Land Seal Dimensions
The land seal of a vial is typically considered the primary final seal for maintenance of container closure integrity. Like the valve seal, it is largely impacted by dimensional overlap. However, unlike the valve seal, the land seal is formed by application of mechanical compression during the crimping process. In other words, the land seal is also a result of a process, which is measurable and therefore controllable. Understanding the process through a capping study is key, but understanding and controlling component dimensions can be just as critical.
In typical capping systems, the stopper is compressed against the mouth of the vial, and held in a compressed state by an aluminum crimp seal. The amount of compression that occurs, and thus the seal, is impacted by the dimensional “stack-up” of these components, as illustrated below.
Dimensional variation can lead to variation in seal quality and potentially issues. In instances where the thinnest stopper flange and vial flange are compressed together using the longest aluminum skirt, poor compression can be obtained and issues with the excess aluminum scoring or cracking the vial neck can occur as it is tucked under during the sealing process. On the other extreme, if the thickest stopper and vial flanges are crimped, very high compression can be obtained. Short crimp seal skirts may be too short to even wrap around the base of the vial neck.
This variation in dimensional components can be wide amongst designs and suppliers of otherwise similarly sized or marketed components. It is important to select components that complement each other to ensure that during the random process of manufacturing, a substantial portion of the batch is not compromised due to dimensional incompatibility. This variation is also inherent between and within lots of components, which is why critical dimensional specifications and tolerances are established for pharmaceutical packaging components.
Dimensional Variability in CCI Studies and Control Strategies
Assessing component variability and incorporating it into a CCI study can help elucidate and mitigate risk of dimension-related seal-ability issues. As a straightforward example, lots of vials, stoppers, and seals can be measured for critical dimensions using calipers, optical comparators, or complex digital measurement systems such as the Keyence maintained at CS Analytical. Dimensional extremes can be paired and the resulting packages tested for compression, RSF, and leakage to establish confidence that across the anticipated dimensional tolerances, package components will create an adequate seal.

▸ **Source data**:
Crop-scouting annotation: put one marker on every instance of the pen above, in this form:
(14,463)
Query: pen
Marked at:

▸ **Assignment**: From the text on vial land seals, list every tool or system it names for measuring the critical dimensions of vials, stoppers, and seals. The material has no connection to the text on vial land seals.

▸ **Solution to this exercise**:
- Calipers
- Optical comparators
- Complex digital measurement systems, such as the Keyence